PROVIDED DATA below:

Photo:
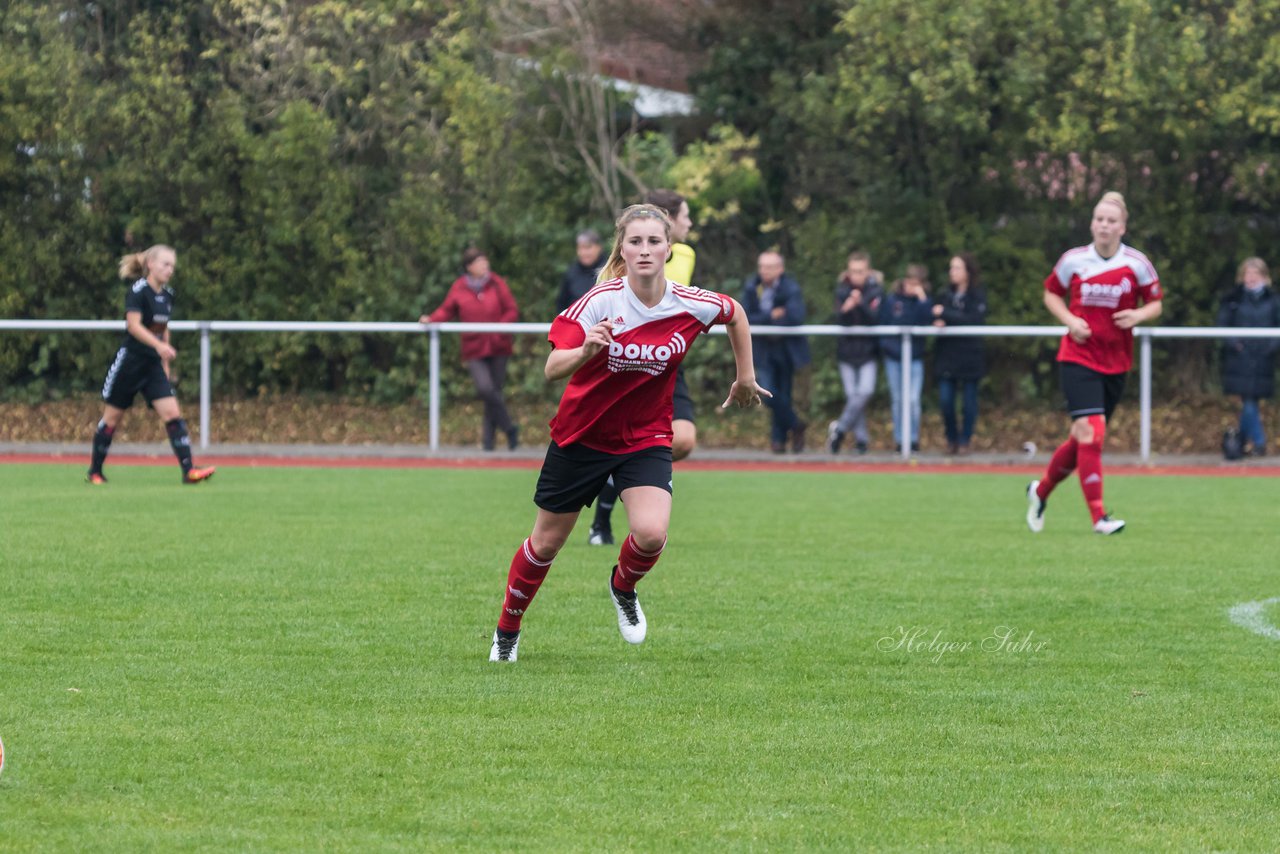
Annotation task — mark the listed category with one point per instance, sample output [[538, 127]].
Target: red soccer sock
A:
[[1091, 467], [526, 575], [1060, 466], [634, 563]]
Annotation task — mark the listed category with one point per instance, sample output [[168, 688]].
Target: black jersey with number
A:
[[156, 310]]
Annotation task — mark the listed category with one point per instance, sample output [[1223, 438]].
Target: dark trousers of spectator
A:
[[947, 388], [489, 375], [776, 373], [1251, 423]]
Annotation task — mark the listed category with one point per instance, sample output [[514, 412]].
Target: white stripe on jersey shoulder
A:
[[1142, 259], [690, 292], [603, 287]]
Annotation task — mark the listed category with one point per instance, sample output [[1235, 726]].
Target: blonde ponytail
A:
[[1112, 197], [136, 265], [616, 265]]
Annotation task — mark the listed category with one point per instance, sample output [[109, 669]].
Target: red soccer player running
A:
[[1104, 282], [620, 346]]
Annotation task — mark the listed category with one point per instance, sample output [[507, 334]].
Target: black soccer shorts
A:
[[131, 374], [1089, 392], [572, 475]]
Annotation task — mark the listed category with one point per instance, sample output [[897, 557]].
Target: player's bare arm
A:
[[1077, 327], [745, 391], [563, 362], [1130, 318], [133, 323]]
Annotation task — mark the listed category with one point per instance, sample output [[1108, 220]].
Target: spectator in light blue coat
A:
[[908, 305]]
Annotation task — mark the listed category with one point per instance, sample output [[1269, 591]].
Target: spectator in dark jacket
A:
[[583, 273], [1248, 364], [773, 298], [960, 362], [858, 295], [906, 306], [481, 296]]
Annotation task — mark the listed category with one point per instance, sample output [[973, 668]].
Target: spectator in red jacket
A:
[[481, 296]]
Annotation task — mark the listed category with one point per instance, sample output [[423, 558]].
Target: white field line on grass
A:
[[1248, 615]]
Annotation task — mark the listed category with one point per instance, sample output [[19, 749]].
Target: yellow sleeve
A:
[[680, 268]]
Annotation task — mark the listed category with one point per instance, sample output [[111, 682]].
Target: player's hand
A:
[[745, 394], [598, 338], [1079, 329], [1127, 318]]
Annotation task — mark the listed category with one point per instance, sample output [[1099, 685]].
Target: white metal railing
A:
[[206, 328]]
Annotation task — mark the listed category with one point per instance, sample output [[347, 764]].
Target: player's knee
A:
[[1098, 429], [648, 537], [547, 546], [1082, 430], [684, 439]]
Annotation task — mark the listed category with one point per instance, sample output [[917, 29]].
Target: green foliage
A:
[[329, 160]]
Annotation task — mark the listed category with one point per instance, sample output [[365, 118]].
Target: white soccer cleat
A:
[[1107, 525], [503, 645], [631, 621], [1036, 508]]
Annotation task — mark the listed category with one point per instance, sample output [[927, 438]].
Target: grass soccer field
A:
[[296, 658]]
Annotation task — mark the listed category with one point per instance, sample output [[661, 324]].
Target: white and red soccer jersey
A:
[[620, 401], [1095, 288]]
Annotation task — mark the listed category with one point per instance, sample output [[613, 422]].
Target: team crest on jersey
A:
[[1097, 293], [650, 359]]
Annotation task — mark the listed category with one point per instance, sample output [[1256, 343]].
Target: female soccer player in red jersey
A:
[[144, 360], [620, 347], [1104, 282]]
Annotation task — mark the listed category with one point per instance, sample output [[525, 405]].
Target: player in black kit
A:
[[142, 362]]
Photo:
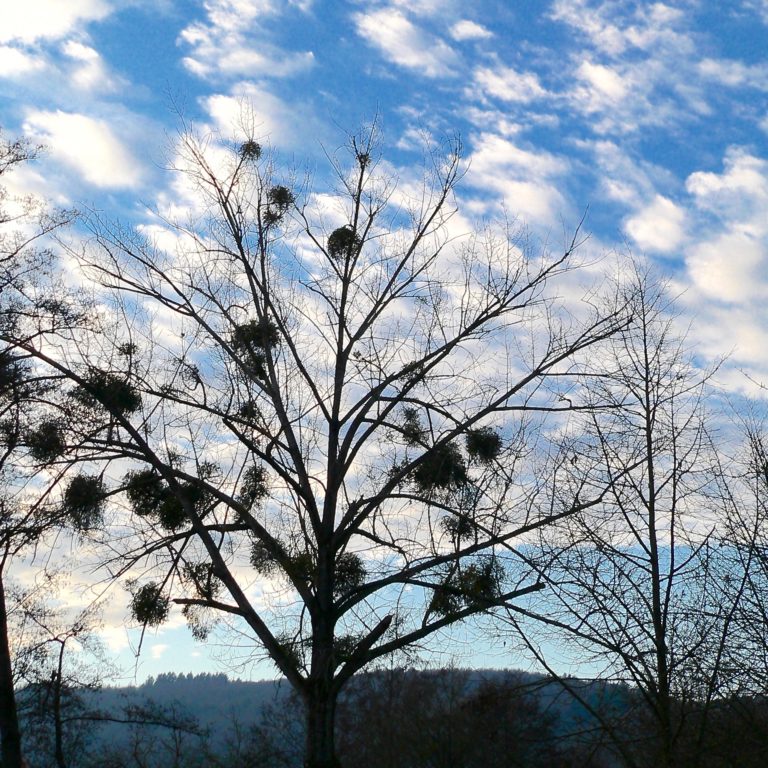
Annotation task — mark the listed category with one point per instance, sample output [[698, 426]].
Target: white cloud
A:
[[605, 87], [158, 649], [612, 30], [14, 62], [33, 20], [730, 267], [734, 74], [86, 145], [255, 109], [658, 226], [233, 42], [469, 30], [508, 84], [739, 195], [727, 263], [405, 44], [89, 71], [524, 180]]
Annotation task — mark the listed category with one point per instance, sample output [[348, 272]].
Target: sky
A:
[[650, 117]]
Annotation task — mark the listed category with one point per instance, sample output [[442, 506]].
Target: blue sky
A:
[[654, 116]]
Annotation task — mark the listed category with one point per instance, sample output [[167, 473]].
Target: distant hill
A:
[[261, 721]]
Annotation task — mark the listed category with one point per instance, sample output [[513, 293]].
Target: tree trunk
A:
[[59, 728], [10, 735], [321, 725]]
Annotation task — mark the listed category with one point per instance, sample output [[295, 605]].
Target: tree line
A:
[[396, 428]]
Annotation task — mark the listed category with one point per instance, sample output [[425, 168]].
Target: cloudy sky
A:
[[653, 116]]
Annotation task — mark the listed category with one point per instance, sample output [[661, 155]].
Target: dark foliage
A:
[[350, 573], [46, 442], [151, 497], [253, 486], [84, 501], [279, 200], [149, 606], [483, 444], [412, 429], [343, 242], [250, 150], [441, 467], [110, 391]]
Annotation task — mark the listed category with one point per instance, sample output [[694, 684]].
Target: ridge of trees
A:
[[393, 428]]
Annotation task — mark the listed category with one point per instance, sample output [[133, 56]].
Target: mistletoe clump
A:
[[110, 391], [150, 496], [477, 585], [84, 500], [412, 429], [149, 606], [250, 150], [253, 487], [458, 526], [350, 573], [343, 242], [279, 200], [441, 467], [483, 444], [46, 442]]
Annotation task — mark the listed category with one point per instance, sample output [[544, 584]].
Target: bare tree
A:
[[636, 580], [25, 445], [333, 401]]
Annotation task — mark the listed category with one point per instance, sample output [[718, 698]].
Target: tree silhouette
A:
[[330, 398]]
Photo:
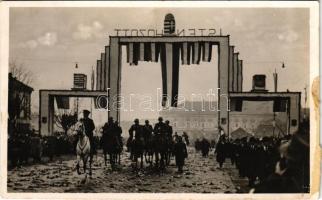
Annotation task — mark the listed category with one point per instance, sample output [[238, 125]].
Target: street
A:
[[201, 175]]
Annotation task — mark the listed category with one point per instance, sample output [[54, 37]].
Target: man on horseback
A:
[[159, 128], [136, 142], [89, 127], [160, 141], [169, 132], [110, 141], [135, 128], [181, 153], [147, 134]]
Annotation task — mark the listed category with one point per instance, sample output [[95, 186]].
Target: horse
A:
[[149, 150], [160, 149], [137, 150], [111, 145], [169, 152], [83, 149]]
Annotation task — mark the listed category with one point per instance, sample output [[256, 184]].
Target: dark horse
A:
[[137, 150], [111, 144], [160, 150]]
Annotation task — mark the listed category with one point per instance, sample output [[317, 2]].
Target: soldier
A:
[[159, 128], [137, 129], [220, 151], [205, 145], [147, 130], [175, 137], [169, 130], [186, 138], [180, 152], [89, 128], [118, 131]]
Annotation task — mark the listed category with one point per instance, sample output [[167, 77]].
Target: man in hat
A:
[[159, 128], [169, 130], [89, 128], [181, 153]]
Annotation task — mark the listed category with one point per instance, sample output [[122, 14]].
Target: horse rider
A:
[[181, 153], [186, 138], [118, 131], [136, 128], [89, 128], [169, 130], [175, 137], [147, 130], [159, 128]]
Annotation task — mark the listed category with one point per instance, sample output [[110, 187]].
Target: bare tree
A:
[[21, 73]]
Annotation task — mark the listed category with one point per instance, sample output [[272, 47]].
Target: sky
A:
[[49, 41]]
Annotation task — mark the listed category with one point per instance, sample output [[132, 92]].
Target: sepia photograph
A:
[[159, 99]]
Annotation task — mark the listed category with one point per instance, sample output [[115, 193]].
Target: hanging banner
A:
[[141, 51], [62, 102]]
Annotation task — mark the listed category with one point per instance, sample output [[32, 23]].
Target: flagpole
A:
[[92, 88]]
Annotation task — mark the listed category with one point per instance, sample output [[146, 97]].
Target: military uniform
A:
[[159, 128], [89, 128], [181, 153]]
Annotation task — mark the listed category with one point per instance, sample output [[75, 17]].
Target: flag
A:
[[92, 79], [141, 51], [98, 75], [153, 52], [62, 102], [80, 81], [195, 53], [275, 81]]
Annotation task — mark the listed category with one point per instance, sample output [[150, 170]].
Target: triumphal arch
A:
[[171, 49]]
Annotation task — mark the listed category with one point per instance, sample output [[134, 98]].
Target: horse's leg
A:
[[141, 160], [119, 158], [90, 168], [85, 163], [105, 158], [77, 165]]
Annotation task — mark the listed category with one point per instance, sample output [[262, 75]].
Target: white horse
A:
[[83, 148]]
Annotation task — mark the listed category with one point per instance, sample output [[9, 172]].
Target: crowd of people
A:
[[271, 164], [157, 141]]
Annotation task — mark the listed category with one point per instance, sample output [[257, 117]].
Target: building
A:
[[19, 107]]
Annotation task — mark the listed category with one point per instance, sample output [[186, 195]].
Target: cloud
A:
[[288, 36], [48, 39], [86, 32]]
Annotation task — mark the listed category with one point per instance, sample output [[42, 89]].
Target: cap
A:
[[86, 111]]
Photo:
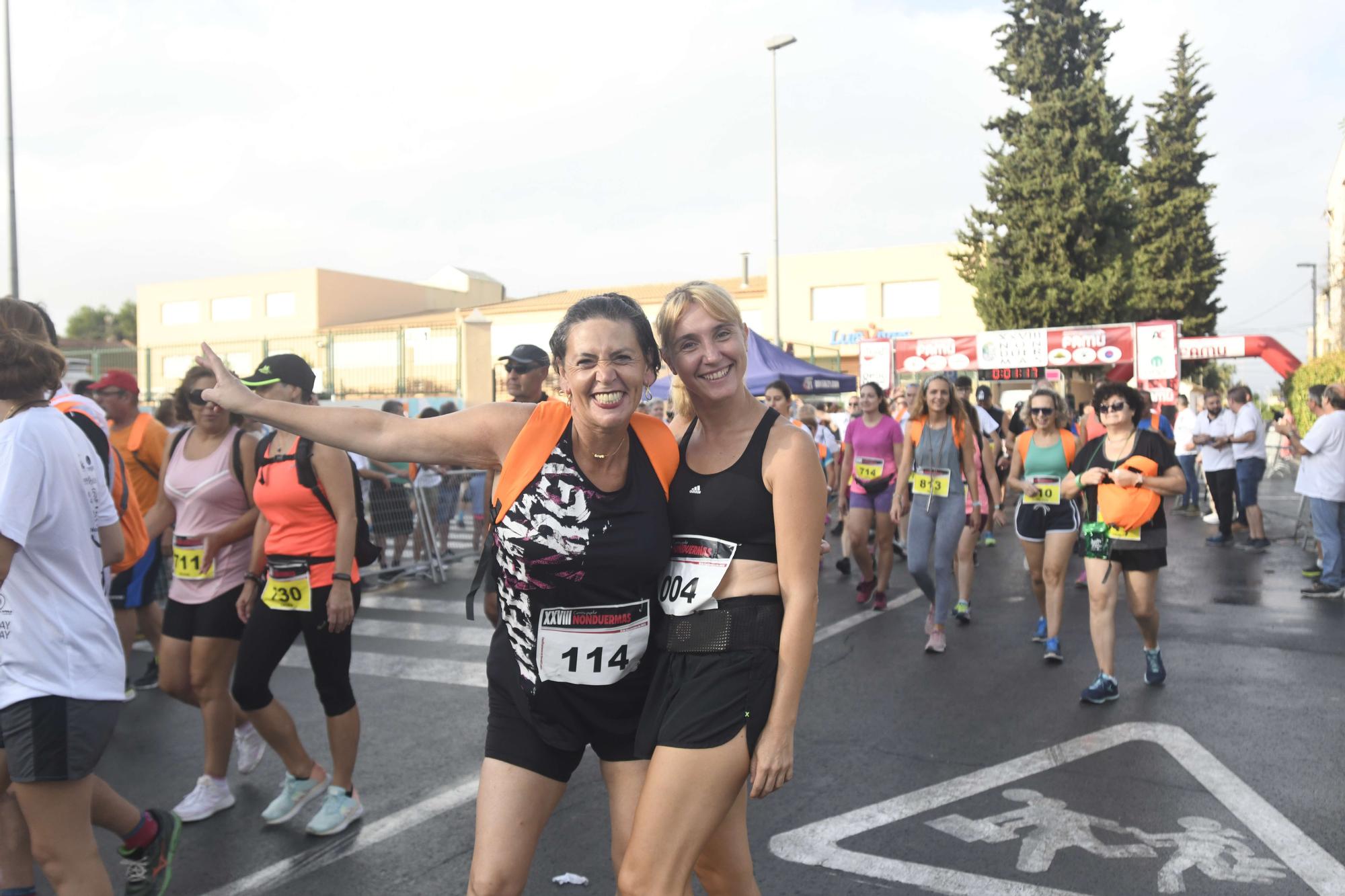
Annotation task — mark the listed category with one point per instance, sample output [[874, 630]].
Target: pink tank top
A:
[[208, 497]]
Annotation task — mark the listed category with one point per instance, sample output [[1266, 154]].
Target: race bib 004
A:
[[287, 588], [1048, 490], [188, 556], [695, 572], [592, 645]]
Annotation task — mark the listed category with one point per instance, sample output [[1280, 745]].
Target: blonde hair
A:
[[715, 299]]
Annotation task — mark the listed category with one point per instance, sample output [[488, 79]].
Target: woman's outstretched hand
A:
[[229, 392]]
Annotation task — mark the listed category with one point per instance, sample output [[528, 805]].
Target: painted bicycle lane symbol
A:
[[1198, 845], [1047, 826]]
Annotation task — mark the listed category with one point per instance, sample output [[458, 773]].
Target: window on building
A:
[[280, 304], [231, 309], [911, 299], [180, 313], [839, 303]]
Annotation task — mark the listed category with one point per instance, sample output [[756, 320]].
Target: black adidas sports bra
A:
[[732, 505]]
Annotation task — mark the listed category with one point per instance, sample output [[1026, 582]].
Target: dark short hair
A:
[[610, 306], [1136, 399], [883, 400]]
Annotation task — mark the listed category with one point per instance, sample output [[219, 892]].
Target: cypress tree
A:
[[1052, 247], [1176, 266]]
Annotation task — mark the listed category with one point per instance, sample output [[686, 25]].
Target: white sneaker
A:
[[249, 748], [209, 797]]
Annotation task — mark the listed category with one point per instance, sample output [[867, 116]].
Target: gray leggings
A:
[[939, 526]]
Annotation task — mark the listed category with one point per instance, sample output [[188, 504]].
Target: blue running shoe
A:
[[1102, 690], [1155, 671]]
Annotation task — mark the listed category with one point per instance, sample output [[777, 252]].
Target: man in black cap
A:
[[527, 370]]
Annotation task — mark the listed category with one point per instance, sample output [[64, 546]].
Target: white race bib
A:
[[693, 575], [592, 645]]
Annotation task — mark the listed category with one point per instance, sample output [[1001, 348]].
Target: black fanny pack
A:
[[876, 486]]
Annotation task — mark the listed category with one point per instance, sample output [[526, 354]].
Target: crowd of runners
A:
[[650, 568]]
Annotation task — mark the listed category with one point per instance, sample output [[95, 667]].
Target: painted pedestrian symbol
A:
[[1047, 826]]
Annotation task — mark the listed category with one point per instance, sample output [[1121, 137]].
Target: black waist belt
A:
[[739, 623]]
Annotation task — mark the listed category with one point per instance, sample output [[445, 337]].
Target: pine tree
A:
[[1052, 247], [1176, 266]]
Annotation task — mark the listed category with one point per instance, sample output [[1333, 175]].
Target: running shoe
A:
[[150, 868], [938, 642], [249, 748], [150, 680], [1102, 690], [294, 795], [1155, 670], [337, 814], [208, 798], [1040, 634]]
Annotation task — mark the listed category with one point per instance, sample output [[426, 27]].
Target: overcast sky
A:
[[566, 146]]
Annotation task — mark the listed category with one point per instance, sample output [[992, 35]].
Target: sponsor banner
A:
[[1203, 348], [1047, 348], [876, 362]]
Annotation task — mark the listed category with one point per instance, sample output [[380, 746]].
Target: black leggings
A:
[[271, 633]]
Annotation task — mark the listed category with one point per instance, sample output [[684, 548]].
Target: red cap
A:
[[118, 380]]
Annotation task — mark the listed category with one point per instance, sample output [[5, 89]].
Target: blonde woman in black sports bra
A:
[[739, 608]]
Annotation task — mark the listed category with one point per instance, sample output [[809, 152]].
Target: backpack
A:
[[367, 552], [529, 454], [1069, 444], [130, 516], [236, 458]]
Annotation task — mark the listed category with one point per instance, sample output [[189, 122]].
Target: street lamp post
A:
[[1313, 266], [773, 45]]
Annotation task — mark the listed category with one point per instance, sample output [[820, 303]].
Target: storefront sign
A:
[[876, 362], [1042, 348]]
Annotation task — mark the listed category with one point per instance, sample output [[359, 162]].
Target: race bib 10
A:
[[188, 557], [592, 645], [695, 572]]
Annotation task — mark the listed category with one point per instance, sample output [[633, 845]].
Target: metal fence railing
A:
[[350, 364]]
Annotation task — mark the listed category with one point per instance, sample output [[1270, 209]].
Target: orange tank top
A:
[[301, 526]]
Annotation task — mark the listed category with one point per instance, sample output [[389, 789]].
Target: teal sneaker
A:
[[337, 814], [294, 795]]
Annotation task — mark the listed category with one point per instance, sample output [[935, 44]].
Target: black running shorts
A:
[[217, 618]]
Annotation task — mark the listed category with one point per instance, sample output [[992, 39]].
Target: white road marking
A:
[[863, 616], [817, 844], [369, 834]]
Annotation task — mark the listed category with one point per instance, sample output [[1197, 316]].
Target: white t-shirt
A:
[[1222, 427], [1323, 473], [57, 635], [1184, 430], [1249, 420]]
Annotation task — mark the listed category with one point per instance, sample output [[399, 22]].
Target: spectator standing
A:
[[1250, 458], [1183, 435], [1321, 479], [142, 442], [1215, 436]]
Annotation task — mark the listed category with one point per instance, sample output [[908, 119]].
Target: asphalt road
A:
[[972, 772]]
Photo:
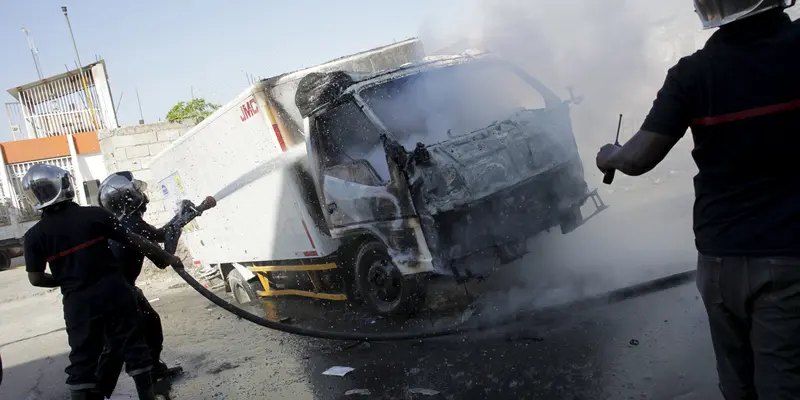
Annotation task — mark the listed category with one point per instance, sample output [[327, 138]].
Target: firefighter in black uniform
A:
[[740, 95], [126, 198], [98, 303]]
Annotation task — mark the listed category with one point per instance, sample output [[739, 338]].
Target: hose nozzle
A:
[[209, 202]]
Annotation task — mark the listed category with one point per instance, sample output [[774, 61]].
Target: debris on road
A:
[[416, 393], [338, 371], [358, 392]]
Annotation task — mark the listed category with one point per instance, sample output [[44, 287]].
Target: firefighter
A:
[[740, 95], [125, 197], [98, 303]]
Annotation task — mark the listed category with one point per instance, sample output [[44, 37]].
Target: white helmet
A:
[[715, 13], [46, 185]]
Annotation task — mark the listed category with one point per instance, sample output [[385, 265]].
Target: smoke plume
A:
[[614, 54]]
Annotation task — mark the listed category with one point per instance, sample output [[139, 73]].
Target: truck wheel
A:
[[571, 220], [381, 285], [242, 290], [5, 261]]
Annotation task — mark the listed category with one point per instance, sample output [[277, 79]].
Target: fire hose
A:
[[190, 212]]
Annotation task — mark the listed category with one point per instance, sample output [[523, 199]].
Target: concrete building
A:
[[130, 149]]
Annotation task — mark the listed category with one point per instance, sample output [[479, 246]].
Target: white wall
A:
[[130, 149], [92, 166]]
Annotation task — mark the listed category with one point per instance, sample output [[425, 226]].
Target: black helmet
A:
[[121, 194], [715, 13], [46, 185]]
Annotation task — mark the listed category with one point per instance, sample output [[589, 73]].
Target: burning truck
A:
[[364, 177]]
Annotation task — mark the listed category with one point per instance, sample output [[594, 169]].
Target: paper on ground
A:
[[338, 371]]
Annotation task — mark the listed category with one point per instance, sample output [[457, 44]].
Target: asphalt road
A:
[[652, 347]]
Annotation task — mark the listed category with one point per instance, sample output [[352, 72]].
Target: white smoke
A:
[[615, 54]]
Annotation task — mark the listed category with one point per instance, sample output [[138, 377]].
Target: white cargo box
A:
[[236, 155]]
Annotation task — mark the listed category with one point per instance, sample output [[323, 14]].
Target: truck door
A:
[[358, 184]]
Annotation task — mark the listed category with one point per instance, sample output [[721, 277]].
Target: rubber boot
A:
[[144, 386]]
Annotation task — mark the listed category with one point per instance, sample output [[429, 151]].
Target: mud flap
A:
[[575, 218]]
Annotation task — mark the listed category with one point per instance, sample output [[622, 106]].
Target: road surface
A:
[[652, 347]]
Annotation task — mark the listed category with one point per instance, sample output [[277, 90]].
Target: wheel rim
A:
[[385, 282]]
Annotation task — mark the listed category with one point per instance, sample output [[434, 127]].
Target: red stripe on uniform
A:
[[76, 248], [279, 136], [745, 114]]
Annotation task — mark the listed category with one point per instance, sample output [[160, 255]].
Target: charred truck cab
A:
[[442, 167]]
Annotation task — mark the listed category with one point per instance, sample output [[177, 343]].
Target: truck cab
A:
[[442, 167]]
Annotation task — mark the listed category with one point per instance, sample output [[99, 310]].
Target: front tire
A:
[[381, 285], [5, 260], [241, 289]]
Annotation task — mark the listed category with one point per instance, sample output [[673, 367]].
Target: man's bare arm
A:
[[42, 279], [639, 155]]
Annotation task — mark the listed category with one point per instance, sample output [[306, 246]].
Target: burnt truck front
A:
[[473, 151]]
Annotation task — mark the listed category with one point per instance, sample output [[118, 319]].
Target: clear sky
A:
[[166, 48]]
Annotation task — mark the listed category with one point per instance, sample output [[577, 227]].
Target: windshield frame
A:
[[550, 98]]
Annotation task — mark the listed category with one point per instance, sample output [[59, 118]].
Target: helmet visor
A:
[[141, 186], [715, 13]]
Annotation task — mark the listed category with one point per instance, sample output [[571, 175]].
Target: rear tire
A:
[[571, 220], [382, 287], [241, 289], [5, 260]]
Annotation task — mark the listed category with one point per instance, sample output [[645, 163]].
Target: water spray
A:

End of PROVIDED DATA.

_TASK REQUIREMENTS_. Looking at the records above, which lines contain "foliage"? Copy those lines.

_ANSWER TO THIS PROBLEM_.
Target: green foliage
Target: dark foliage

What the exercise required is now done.